● **What you should do**
Convert the entries below into a numbered list, omitting any blank lines.

____

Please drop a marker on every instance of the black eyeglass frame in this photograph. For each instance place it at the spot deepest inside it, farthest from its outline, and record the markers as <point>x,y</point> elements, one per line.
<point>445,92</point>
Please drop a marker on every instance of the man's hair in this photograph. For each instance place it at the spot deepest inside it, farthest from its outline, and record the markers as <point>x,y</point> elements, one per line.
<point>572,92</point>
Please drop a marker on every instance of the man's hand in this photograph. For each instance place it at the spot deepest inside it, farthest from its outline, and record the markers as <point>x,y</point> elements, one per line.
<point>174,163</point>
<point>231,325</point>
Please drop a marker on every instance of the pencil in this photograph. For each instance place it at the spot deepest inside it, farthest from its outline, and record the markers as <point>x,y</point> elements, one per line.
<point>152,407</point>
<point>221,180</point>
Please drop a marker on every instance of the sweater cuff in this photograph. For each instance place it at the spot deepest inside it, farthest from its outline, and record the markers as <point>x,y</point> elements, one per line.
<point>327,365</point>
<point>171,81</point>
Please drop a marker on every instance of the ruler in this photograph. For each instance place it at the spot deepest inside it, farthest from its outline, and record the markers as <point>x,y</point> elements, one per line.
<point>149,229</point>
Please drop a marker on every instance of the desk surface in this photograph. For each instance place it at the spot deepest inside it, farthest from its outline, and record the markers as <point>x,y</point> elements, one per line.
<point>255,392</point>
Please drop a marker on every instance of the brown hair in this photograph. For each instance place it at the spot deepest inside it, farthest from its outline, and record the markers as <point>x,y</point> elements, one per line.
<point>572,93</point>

____

● **Worked answer**
1. Please drop a marker on every instance of the black eyeglass frame in this photograph. For each instance place it at the spot deepest inside it, farthest from its outline, and record the markers as <point>x,y</point> elements, one per line.
2. <point>445,92</point>
3. Please drop a marker on every instance of the man's hair in this photograph. For each instance place it at the spot deepest inside it, farthest from its outline, and record the markers as <point>x,y</point> elements, one per line.
4. <point>572,92</point>
5. Please drop a marker on every instance of the man's hand in this photograph. For each instance place it at the spot deepest inside it, farthest from its outline, and record the markers as <point>x,y</point> elements, one per line.
6. <point>174,163</point>
7. <point>231,325</point>
8. Please drop a marker on every instance of the pencil in this photograph. For each instance place it at the spot deepest inside it, farthest from its outline, and record the markers as <point>x,y</point> elements, one per line.
9. <point>152,407</point>
10. <point>221,180</point>
11. Please drop a marker on every instance of the sweater cuff in this photograph. For each instance place it at the spot deepest inside it, farthest from its outline, and record the markers as <point>x,y</point> elements, one per line.
12. <point>327,365</point>
13. <point>171,81</point>
14. Please drop a marker on every instance of the ruler in this photograph. For each instance place it at the spot deepest inside it, farthest from its outline, and record the markers as <point>x,y</point> elements, one per line.
15. <point>149,229</point>
16. Please drop a marker on every instance of the desk surface in this photograph. For each instance place it at the spot deepest inside it, farthest from its outline, and record the markers as <point>x,y</point> elements, one per line.
17. <point>255,392</point>
18. Please drop a marker on every instance of the brown hair in this photograph. For each instance place it at the spot deepest inside it, farthest from its outline, and record the markers as <point>x,y</point> elements, one per line.
19. <point>572,93</point>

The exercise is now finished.